TASK INSTRUCTIONS
[a] In the notes on frequentist A/B testing, what does A/B testing consist of?
[b] Continue the notes on frequentist A/B testing from where they stop.
*** Opening of GIVEN TEXT ***
# Frequentist A/B Testing

**Notebook by Carlos Santillán**

**Based on Vatsal's article in TowardsDataScience**

*The purpose of this notebook is to serve me as a reference guide when this material is needed*

**April 2022**


A/B testing is commonly used across all industries to make decision in different aspects of the business. From writing emails, to choosing landing pages, implementing specific feature designs, A/B testing can be used to make the best decision based on statistical analysis.

## What is A/B Testing?


Inferential statistics is often used to infer something about the population based on the observations on a sample of that population. A/B testing is the application of inferential statistics for researching user experience. It consists of randomized experiments with two variants, A and B [1]. 

Generally, by testing each variant against user response, one can find statistical evidence proving that one variant is a better choice than the other or you can conclude that there is no statistical significance from choosing 1 over the other. 

Common applications a company would have to conduct A/B tests would be make decisions to improve conversion rates of their users, improve marketability of their products, increases their daily active users, etc.
*** Close of GIVEN TEXT ***
*** Opening of EXCERPTED DATA ***
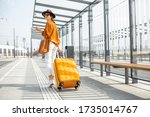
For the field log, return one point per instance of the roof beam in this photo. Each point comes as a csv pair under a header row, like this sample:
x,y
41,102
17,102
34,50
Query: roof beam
x,y
60,15
43,23
57,7
54,19
80,1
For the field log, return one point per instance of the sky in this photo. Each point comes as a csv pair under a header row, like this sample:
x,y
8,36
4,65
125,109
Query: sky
x,y
16,14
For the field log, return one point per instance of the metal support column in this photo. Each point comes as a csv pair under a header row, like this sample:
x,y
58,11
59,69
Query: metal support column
x,y
72,33
133,39
62,39
90,21
14,43
106,35
31,45
67,39
80,43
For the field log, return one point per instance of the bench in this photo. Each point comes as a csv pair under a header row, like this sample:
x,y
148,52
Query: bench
x,y
122,65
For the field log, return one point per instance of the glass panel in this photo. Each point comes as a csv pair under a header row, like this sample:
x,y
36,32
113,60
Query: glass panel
x,y
98,33
143,35
85,37
76,40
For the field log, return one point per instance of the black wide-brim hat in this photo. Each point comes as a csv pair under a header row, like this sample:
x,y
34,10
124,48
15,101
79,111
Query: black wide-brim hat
x,y
50,12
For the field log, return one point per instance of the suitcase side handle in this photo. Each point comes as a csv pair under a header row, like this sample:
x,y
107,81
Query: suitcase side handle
x,y
59,55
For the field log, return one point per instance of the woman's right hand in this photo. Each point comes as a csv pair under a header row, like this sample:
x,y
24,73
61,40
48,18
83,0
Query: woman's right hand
x,y
38,30
59,50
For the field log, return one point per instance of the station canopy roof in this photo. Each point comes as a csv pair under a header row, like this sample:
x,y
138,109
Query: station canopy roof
x,y
65,11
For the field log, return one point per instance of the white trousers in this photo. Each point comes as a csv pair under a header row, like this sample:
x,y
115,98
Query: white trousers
x,y
50,57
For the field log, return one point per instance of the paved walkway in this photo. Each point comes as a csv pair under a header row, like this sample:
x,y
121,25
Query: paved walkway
x,y
26,79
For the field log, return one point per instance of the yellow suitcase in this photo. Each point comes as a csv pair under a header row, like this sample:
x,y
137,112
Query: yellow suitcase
x,y
66,73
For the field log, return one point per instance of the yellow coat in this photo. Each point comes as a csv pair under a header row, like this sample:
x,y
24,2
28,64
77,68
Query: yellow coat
x,y
51,32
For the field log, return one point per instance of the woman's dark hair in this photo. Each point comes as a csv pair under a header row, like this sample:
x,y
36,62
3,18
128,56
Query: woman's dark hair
x,y
48,14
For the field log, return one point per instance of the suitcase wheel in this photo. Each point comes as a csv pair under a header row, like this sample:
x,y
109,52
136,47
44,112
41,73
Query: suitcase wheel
x,y
76,87
59,88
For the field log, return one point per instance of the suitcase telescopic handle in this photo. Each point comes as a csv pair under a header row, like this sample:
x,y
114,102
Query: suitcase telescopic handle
x,y
59,55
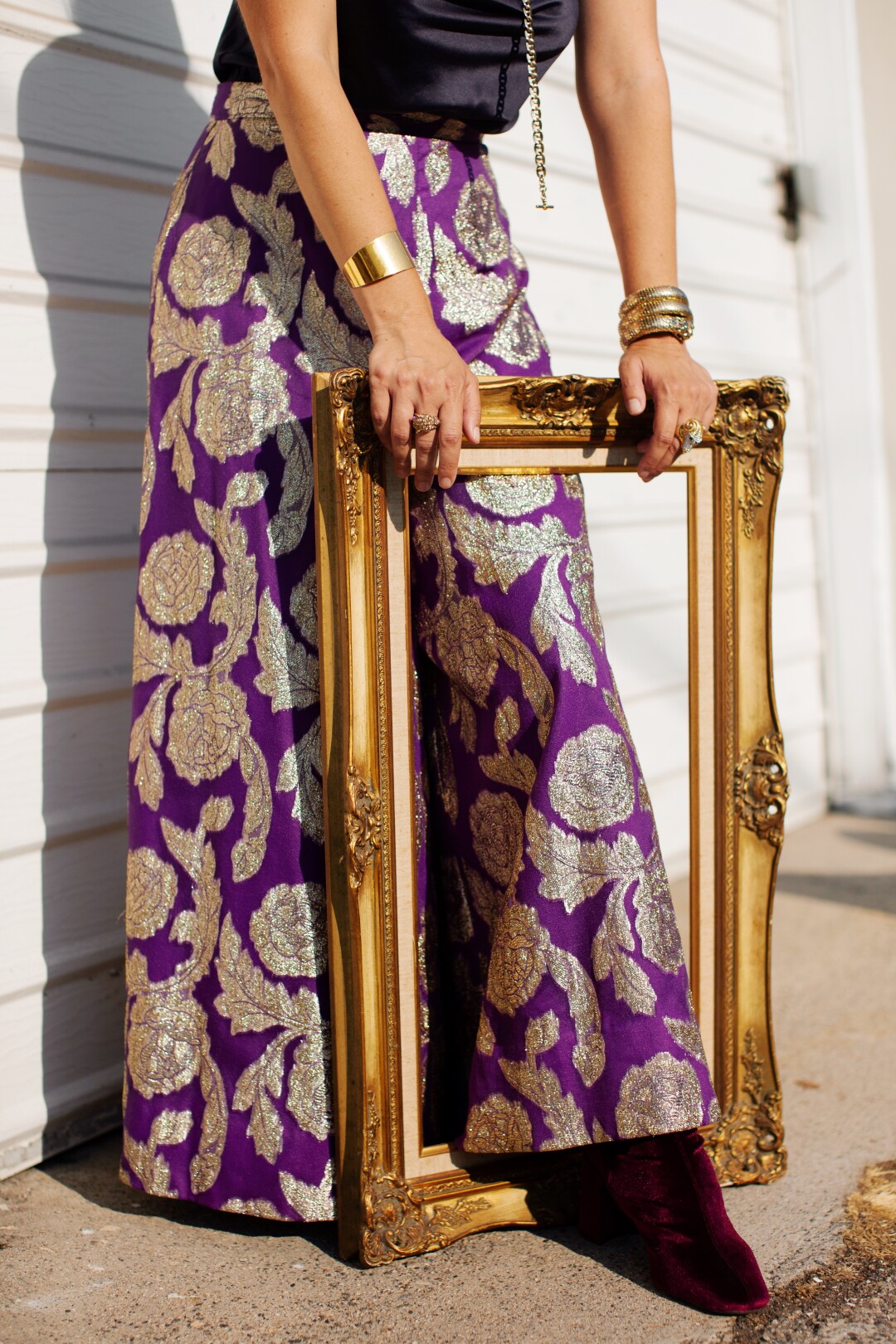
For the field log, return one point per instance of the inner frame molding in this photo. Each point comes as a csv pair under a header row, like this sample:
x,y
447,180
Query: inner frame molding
x,y
395,1196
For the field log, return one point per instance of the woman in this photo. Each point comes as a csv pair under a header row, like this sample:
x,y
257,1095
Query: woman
x,y
340,208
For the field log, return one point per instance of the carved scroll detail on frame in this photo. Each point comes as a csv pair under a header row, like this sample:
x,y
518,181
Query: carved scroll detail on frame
x,y
750,426
355,436
562,402
762,788
397,1218
747,1144
362,824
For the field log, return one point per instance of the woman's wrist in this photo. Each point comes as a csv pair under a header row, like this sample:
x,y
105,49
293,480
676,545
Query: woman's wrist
x,y
398,303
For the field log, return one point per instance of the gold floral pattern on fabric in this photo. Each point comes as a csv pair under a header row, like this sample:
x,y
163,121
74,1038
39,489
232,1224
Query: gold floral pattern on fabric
x,y
167,1038
512,494
241,398
289,929
437,166
464,714
472,299
151,893
286,527
208,264
592,784
327,342
611,947
249,106
176,578
397,169
505,767
497,1125
422,246
655,923
208,728
301,772
574,869
644,797
256,1207
290,675
496,827
685,1032
303,606
257,1004
147,1163
485,1036
542,1086
312,1203
518,339
442,767
488,899
147,477
221,149
479,223
660,1097
518,960
466,645
589,1053
504,552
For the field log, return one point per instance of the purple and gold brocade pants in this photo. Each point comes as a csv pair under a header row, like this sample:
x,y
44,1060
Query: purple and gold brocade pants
x,y
555,999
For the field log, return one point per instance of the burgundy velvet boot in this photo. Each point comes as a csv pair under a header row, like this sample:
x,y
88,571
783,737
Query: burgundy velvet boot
x,y
666,1188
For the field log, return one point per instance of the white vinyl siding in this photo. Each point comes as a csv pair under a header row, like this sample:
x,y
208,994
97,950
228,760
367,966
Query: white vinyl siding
x,y
100,105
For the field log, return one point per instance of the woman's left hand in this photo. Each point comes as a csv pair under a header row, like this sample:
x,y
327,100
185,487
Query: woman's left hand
x,y
660,368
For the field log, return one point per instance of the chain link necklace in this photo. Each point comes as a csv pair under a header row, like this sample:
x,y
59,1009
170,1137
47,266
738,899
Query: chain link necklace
x,y
535,104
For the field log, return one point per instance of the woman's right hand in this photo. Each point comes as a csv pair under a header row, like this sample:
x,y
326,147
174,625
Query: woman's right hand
x,y
416,370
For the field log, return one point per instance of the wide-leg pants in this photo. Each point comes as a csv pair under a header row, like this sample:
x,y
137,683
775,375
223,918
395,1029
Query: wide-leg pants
x,y
557,1008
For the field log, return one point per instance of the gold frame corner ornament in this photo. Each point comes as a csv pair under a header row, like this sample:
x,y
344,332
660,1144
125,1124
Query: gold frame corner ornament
x,y
395,1196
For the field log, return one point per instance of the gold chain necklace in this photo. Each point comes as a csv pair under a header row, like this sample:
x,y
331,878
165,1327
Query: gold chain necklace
x,y
535,104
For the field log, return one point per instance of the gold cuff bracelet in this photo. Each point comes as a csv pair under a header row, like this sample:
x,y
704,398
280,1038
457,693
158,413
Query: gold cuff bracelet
x,y
382,257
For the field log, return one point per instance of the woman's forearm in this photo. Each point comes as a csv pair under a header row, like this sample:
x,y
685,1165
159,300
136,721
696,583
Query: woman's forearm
x,y
624,95
327,147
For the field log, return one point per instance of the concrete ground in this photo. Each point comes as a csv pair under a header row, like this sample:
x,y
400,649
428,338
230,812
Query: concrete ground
x,y
84,1259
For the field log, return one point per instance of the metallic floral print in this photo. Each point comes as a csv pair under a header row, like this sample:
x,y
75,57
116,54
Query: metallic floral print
x,y
555,1003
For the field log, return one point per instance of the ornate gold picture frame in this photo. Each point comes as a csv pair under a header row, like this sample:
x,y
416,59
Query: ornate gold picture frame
x,y
395,1195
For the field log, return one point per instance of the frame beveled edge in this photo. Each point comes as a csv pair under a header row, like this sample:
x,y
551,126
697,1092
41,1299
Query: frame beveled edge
x,y
381,1214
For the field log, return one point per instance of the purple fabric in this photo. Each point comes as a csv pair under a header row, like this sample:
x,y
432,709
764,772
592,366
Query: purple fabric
x,y
555,999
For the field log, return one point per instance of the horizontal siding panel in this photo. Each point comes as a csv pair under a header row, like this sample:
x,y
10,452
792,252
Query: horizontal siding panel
x,y
75,359
69,509
69,626
66,773
77,231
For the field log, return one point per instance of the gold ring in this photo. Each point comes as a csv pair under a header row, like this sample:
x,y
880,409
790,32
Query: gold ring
x,y
689,433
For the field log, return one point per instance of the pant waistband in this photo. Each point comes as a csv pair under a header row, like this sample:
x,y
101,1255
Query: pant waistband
x,y
250,101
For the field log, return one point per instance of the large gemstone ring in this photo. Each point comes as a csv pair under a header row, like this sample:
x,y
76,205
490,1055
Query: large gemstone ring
x,y
689,433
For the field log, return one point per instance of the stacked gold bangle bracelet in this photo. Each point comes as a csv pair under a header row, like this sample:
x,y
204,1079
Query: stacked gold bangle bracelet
x,y
657,311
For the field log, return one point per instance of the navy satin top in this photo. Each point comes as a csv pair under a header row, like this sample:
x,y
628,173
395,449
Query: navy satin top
x,y
455,58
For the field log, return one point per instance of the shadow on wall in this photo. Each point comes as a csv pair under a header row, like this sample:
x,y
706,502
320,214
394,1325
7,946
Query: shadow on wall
x,y
104,136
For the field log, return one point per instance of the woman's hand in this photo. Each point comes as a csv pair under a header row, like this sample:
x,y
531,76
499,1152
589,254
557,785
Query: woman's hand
x,y
660,368
416,370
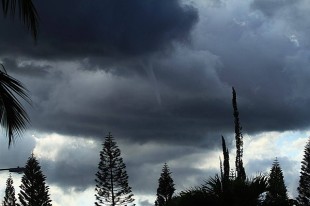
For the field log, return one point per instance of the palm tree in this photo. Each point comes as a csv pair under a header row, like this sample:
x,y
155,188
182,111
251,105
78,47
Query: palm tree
x,y
13,117
235,191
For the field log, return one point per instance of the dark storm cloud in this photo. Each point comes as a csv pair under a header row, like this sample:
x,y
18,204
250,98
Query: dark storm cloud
x,y
80,29
92,103
271,7
24,68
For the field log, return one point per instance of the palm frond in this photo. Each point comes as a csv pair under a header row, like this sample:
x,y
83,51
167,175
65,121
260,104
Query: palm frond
x,y
13,117
26,11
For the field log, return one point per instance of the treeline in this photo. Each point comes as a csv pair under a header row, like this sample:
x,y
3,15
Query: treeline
x,y
231,187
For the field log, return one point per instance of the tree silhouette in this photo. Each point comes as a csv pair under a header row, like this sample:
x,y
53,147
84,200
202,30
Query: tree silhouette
x,y
13,117
165,188
304,181
239,140
225,173
9,198
277,192
34,191
112,179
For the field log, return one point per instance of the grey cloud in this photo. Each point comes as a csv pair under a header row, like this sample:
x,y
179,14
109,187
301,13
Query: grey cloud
x,y
145,203
271,7
104,28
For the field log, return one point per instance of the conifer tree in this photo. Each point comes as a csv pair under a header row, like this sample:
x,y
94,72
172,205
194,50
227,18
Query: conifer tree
x,y
226,161
112,180
239,140
277,192
9,198
33,190
165,188
304,181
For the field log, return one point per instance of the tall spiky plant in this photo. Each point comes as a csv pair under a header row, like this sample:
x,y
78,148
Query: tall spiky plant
x,y
239,139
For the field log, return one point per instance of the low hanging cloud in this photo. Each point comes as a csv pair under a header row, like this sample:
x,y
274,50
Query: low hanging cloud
x,y
103,28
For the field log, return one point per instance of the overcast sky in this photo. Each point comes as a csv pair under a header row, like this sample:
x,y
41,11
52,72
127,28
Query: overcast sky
x,y
157,74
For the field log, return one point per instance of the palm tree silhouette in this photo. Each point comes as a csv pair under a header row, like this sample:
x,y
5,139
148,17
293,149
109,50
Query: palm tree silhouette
x,y
13,117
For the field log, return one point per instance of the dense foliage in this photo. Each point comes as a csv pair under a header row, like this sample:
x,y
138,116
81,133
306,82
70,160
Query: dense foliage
x,y
33,190
304,182
112,180
9,198
165,188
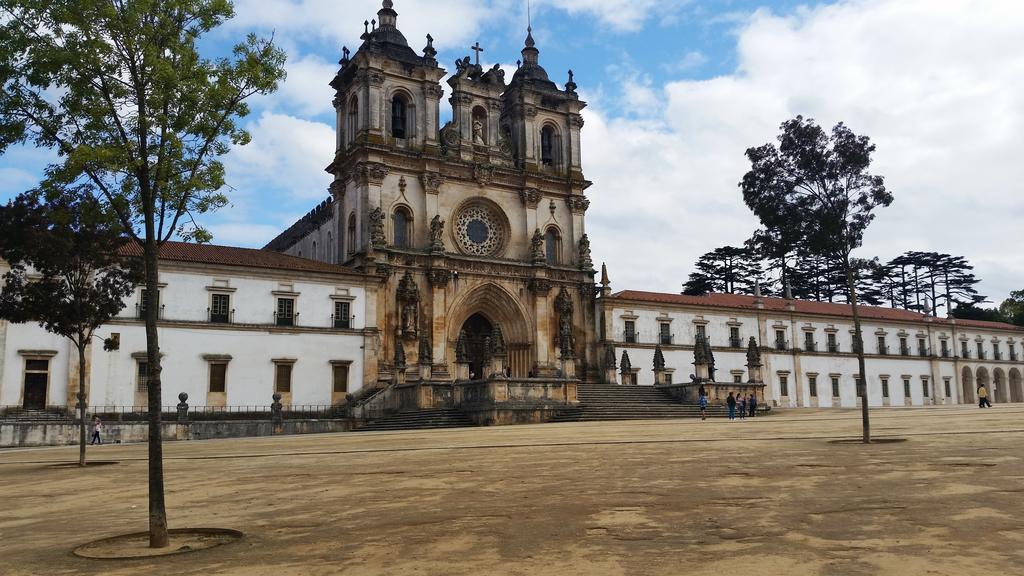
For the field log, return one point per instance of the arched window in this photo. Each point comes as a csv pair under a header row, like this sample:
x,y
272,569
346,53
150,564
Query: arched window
x,y
352,120
402,228
551,246
549,149
399,116
351,234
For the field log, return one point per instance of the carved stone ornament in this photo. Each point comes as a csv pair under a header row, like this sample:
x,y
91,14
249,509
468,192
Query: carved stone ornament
x,y
578,204
537,248
436,233
337,190
540,285
483,173
377,237
565,339
408,297
530,197
585,259
426,355
753,354
438,278
432,182
371,173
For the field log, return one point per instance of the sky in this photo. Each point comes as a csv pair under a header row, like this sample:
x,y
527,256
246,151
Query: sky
x,y
677,91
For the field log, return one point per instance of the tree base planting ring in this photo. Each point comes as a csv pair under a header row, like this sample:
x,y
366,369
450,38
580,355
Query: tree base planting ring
x,y
182,540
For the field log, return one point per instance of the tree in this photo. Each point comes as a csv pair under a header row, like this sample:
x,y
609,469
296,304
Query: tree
x,y
66,273
728,270
1013,307
141,117
816,188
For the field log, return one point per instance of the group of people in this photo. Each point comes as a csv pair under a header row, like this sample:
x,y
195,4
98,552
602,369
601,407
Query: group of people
x,y
747,405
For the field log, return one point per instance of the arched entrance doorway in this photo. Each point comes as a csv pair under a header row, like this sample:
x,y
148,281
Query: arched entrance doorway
x,y
484,306
967,385
1016,385
476,328
999,383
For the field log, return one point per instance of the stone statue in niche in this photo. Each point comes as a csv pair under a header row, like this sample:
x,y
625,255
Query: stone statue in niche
x,y
409,304
478,132
436,231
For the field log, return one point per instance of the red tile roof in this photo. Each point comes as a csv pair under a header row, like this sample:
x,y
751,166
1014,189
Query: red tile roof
x,y
742,301
229,255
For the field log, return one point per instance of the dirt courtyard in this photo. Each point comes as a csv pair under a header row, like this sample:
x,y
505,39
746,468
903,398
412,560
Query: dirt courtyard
x,y
768,496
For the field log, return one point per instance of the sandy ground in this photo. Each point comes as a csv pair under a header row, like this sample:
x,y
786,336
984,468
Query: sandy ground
x,y
769,496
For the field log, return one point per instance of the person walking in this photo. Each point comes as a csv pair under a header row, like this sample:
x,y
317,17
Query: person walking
x,y
983,398
97,426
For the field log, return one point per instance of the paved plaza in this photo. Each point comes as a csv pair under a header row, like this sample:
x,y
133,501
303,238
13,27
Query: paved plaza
x,y
769,496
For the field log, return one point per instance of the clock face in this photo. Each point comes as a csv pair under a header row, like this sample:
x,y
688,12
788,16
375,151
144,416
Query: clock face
x,y
479,231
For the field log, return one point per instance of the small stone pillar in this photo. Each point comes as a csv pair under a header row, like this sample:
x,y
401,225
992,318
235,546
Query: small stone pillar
x,y
461,358
658,366
754,366
425,358
399,361
626,369
609,365
182,408
499,353
276,410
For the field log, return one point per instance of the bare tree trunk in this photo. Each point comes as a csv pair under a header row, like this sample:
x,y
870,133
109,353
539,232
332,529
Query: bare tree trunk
x,y
158,511
859,344
81,402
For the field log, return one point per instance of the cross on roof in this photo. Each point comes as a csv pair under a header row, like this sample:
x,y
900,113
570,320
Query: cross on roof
x,y
476,48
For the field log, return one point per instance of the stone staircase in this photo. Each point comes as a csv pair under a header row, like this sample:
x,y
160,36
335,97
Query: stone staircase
x,y
612,402
420,419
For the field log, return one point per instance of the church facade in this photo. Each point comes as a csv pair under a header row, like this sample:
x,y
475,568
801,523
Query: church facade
x,y
451,268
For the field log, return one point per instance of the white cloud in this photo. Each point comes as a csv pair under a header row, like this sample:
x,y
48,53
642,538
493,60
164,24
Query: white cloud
x,y
287,156
938,86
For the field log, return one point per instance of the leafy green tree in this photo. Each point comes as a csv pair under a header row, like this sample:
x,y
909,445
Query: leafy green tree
x,y
728,270
121,92
1013,307
66,273
816,187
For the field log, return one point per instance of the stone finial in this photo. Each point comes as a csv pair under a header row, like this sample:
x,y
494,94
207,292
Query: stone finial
x,y
753,353
461,354
658,358
625,366
609,356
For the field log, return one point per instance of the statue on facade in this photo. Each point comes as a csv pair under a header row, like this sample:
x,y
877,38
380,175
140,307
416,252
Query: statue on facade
x,y
537,248
564,339
377,237
409,302
478,132
436,231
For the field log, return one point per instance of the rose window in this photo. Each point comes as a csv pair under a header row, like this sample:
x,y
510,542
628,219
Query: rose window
x,y
479,231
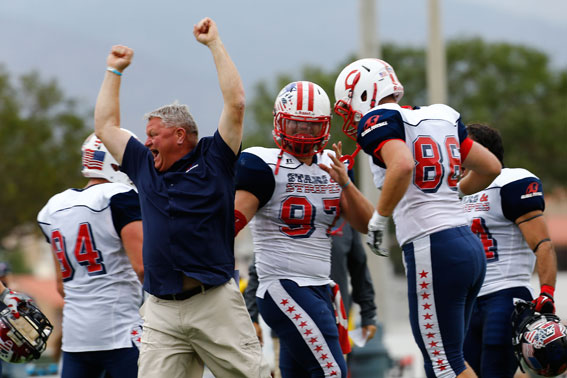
*** Close of EXCERPTED DATA ***
ANSWER SECTION
[a] It consists of randomized experiments with two variants, A and B.

[b]
## Frequentist Approach

This is the more traditional approach when it comes to statistical inference, it is commonly introduced in basic stats courses taken in university. A simple outline of this approach can be of the following manner:

1. Identify the null and alternative hypothesis
  - **Null hypothesis** : there is no significant difference between specified populations, any observed difference being due to sampling or experimental error.
  - **Alternative hypothesis** : a hypothesis which contradicts the null hypothesis

2. Calculate a sample size to achieve statistical significance (usually 95%)


3. Calculate the test statistics and map it to a p value


4. Accept or reject the null hypothesis based on if the p value is smaller / larger than the p critical value

### Null & Alternative Hypothesis

Identifying a hypothesis to test is generally through domain knowledge of your given problem. 

The **null hypothesis is generally a statement regarding the population that is believed to be true**. 

The **alternative hypothesis is a statement which contradicts the null hypothesis**. 

A simple example can be outlined in the following scenario; you want to increase the conversion rate of users visiting your website based on adding a distinct feature. The null hypothesis would be that adding this distinct feature to the website will have no impact on the conversion rate. The alternative hypothesis would be that adding this new feature will impact conversion rate.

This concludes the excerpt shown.